• [Source extract]:
Outside of residential, Generac reported strong results in 1Q2023, as commercial sales grew 30%, its international sales rose 19%, and other services grew 32% (driven by acquisitions).
As a result, Generac anticipates a return to year-over-year revenue growth on a consolidated basis in 2H2023.
In addition to revenue headwinds, margins also compressed in 2022 driven primarily by higher raw input and logistics costs and lower sales volumes given the inventory glut. Gross profit margins fell from 36.4% in 2021 to 33.3% in 2022, while Adjusted EBITDA margins fell from 23% to 18%.
But 1Q2023 marked the low point in margins. The company expects margins to improve substantially into the second half of the year based on higher selling prices, reduced input costs, and higher sales volumes.
The midpoint of 2023 full year guidance implies $4.2 billion of revenue and $735 million of Adjusted EBITDA. Yet both of these figures understate the underlying run-rate of the business given the inventory headwinds through the first half of the year. To the extent that the company achieves 10% revenue growth through 2024 (which should be achievable given the weak comparison) and maintains its expected year-ending margins of 20%, it will post a new record Adjusted EBITDA well over $900 million next year.

• [Referring expression data for pointing]:
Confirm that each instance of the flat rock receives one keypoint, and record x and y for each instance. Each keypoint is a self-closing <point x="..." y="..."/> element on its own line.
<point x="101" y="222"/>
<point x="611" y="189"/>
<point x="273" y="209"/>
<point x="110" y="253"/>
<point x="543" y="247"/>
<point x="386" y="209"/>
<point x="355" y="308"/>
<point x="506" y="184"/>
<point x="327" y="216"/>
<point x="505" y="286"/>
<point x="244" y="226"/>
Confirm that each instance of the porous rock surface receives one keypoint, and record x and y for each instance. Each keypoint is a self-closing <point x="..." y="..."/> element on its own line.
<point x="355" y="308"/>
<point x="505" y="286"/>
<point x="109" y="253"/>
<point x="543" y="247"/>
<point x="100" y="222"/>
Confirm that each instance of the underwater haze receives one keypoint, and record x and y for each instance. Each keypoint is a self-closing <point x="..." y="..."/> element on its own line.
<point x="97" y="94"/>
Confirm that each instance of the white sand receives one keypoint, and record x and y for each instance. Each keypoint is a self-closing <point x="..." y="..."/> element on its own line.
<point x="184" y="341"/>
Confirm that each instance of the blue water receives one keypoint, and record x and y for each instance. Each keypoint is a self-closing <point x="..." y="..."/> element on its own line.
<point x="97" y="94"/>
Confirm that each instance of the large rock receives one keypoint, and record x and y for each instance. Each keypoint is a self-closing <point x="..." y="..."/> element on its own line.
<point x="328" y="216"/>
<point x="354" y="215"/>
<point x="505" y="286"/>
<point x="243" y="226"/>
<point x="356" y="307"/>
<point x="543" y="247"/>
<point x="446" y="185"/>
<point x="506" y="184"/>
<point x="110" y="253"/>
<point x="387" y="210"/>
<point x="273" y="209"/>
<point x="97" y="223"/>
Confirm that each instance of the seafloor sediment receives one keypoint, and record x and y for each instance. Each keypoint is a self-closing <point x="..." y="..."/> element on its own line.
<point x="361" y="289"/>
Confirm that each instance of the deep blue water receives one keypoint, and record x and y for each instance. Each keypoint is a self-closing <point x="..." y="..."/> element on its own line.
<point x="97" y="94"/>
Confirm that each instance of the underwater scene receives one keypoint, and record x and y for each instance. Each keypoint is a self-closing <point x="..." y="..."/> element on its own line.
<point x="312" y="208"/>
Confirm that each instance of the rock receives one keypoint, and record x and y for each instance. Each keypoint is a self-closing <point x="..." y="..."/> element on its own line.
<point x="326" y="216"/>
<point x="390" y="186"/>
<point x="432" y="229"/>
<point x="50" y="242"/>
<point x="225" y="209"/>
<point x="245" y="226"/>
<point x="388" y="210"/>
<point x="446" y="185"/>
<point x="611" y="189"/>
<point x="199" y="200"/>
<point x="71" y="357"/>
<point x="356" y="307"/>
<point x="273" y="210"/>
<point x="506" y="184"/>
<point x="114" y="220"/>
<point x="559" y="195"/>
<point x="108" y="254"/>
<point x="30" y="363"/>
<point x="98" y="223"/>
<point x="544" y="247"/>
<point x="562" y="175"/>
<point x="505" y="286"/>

• [Task instructions]:
a: Please decide whether each statement agrees with the Generac text, answering yes or no and quoting the words that decide it: (i) Commercial sales grew 30% in 1Q2023. (ii) Gross profit margins rose from 2021 to 2022. (iii) The midpoint of 2023 full year guidance implies $4.2 billion of revenue.
b: According to the Generac text, which quarter marked the low point in margins?
Rely only on the Generac text to answer.

• [Task answers]:
a:
(i) Yes: "commercial sales grew 30%"
(ii) No: "Gross profit margins fell from 36.4% in 2021 to 33.3% in 2022"
(iii) Yes: "The midpoint of 2023 full year guidance implies $4.2 billion of revenue"

b: 1Q2023